Start of Document passage

Sunday, March 20, 2011

Is Gardening again becoming a necessary life skill?

The co-incidence.
In this blog post I am re-posting a piece I first posted on http://www.myplant.ie/ back in May 2009. A few weeks after I first posted this the article was hacked and my website brought down by a virus planted on the site by hackers. My site hosting and maintenance guys said the attacks were targeted at this article possibly due to the mention of the White House. They fixed my website as luckily we got the attack early. Sometimes its very hard to get away from the feeling some things are predestined. As you will see on my last blog piece this week our primroses landed in the very place I was highlighting in the article below. http://fitzgeraldnurseries.blogspot.com/2011/03/gifting-of-kennedy-irish-primrose.html
Due to this amazing coincidence and the fact that the White House Garden project or the trend towards people growing their own vegetables wasn't just a passing fad I decided to re post this piece. I would also like your opinion on the questions posed at the end.
Is Gardening becoming a necessary life skill?
Original post.
This is probably not so hard to believe from some of us who have been around the block before. One of the silver linings for us as Horticulturists in somewhat depressing times like these is that people have more time to spend reassessing their interests, what is important and un-important. So far it looks like the signs so far are telling us that nature, growing your own and generally appreciating the garden, parks and the free or not so expensive things in life are coming out as important.

End of Document passage

What you will do =
1: According to the gardening blog post, why did the writer decide to post the piece again?
2: In the gardening blog post, substitute "Gardeners" for "Horticulturists" in the passage starting at "This is probably" and ending at "out as important.", then write out that passage.

Start of Entries supplied

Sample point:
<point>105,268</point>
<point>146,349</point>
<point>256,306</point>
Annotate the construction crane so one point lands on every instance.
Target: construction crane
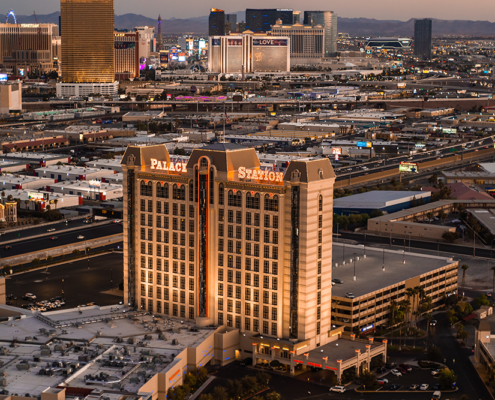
<point>39,31</point>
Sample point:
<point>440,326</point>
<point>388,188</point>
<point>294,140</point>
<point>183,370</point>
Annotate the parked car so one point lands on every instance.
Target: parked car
<point>407,367</point>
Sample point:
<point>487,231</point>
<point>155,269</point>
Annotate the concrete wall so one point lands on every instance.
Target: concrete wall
<point>408,228</point>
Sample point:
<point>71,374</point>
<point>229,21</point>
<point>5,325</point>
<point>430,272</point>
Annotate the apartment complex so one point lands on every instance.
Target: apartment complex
<point>220,241</point>
<point>377,279</point>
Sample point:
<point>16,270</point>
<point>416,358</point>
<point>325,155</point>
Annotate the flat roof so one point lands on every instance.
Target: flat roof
<point>378,199</point>
<point>369,274</point>
<point>94,331</point>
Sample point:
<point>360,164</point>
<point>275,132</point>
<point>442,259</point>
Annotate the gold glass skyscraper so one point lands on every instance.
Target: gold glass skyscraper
<point>87,41</point>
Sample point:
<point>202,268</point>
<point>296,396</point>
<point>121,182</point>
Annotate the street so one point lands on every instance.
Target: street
<point>63,239</point>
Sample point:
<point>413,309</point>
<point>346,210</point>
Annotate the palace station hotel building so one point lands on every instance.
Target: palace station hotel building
<point>222,241</point>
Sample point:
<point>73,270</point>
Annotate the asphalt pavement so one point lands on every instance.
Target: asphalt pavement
<point>40,230</point>
<point>63,238</point>
<point>79,282</point>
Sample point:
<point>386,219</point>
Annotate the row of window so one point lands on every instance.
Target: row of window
<point>231,322</point>
<point>270,221</point>
<point>249,294</point>
<point>249,233</point>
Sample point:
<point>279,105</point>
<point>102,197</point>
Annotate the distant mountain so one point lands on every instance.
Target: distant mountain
<point>353,26</point>
<point>374,27</point>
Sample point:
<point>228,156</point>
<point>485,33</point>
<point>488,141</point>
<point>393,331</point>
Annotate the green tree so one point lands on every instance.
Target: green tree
<point>234,389</point>
<point>450,237</point>
<point>482,301</point>
<point>464,268</point>
<point>249,385</point>
<point>220,393</point>
<point>433,179</point>
<point>263,379</point>
<point>434,354</point>
<point>368,380</point>
<point>447,378</point>
<point>272,396</point>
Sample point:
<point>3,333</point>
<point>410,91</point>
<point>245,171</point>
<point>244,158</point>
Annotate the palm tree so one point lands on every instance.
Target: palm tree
<point>464,268</point>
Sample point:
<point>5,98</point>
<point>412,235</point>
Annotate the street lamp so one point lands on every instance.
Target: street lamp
<point>354,265</point>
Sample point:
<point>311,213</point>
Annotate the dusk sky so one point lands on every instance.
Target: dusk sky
<point>379,9</point>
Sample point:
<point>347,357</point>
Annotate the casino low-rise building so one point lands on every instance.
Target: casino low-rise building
<point>249,53</point>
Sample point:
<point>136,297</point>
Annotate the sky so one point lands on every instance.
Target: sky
<point>378,9</point>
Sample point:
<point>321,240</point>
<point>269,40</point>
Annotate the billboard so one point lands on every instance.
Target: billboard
<point>124,45</point>
<point>408,167</point>
<point>269,42</point>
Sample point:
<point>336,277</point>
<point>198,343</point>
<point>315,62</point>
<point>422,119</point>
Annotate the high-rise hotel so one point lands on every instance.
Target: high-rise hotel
<point>223,241</point>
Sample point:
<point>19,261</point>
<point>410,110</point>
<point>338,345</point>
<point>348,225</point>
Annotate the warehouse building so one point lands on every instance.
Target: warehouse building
<point>387,201</point>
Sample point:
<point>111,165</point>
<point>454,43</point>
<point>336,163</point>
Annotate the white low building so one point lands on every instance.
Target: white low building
<point>8,181</point>
<point>34,200</point>
<point>70,172</point>
<point>91,190</point>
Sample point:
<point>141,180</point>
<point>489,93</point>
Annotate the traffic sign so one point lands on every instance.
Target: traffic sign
<point>408,167</point>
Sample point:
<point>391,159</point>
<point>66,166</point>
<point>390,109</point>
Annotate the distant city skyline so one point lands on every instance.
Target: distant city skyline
<point>381,9</point>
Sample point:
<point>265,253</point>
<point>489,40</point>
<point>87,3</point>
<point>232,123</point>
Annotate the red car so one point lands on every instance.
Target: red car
<point>406,367</point>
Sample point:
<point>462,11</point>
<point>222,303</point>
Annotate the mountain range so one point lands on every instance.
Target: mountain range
<point>352,26</point>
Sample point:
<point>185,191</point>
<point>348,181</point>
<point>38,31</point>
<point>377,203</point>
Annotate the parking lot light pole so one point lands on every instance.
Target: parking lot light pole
<point>354,265</point>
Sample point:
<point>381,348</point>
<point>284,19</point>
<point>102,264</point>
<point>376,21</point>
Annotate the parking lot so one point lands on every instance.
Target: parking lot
<point>417,376</point>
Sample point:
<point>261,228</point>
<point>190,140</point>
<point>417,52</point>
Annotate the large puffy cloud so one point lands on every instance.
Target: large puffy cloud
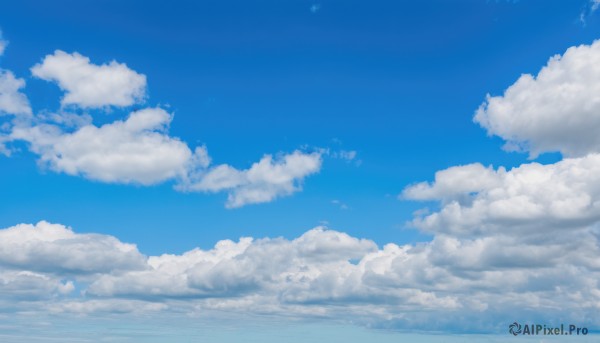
<point>89,85</point>
<point>56,249</point>
<point>557,110</point>
<point>262,182</point>
<point>449,283</point>
<point>532,197</point>
<point>136,150</point>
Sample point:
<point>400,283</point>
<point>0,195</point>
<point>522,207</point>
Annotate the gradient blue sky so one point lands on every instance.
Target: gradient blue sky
<point>398,82</point>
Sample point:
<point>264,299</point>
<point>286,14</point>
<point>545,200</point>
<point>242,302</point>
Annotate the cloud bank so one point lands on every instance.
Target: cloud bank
<point>447,284</point>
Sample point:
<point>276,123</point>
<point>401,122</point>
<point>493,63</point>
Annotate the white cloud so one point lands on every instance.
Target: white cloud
<point>532,197</point>
<point>262,182</point>
<point>3,44</point>
<point>557,110</point>
<point>136,150</point>
<point>90,85</point>
<point>56,249</point>
<point>445,284</point>
<point>12,101</point>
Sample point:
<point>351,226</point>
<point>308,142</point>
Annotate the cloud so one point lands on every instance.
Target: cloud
<point>557,110</point>
<point>3,44</point>
<point>264,181</point>
<point>448,284</point>
<point>56,249</point>
<point>12,101</point>
<point>89,85</point>
<point>136,150</point>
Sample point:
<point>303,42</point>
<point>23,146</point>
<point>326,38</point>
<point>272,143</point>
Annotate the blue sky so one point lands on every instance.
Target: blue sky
<point>357,103</point>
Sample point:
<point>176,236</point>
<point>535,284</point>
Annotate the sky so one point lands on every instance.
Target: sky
<point>342,170</point>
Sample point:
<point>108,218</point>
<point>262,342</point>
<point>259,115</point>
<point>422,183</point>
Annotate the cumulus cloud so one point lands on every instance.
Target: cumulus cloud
<point>264,181</point>
<point>136,150</point>
<point>89,85</point>
<point>12,100</point>
<point>531,197</point>
<point>322,274</point>
<point>3,44</point>
<point>56,249</point>
<point>556,110</point>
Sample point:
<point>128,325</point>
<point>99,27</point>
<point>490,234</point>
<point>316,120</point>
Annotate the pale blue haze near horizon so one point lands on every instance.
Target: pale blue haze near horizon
<point>372,98</point>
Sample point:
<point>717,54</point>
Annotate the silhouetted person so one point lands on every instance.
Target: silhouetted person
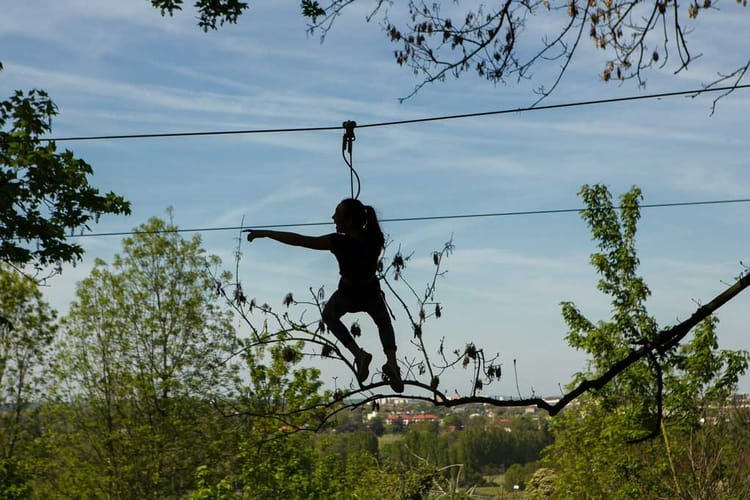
<point>357,244</point>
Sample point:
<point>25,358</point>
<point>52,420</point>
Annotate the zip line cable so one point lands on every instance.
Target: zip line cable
<point>413,219</point>
<point>346,147</point>
<point>692,93</point>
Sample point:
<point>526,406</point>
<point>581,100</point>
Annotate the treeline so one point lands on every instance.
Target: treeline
<point>144,389</point>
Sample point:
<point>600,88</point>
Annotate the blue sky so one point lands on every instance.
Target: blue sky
<point>120,68</point>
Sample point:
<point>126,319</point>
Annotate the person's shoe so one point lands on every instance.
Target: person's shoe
<point>392,375</point>
<point>362,365</point>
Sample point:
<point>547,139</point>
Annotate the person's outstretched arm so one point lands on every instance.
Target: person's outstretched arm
<point>300,240</point>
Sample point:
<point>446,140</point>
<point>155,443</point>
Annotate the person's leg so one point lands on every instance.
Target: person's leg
<point>378,310</point>
<point>336,307</point>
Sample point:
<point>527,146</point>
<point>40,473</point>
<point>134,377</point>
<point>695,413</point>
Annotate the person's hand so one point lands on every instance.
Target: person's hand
<point>251,234</point>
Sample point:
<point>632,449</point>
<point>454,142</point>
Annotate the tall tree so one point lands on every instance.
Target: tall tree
<point>44,194</point>
<point>440,39</point>
<point>24,349</point>
<point>634,437</point>
<point>141,357</point>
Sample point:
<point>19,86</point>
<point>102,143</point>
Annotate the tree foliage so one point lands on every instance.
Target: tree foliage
<point>501,41</point>
<point>140,359</point>
<point>677,396</point>
<point>44,193</point>
<point>25,344</point>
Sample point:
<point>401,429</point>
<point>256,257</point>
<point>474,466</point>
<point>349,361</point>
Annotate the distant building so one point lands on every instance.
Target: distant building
<point>412,419</point>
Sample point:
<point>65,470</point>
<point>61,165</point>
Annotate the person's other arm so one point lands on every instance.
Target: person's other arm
<point>299,240</point>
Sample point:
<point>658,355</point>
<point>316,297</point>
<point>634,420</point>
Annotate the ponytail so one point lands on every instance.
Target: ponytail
<point>364,216</point>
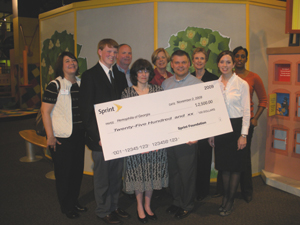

End of Entries supplied

Results by task =
1: The writer re-posted it because of an amazing coincidence: the primroses landed in the very place the article had highlighted. Another reason was that the White House Garden project, and the trend of people growing their own vegetables, had turned out to be more than a passing fad.

2:
This is probably not so hard to believe from some of us who have been around the block before. One of the silver linings for us as Gardeners in somewhat depressing times like these is that people have more time to spend reassessing their interests, what is important and un-important. So far it looks like the signs so far are telling us that nature, growing your own and generally appreciating the garden, parks and the free or not so expensive things in life are coming out as important.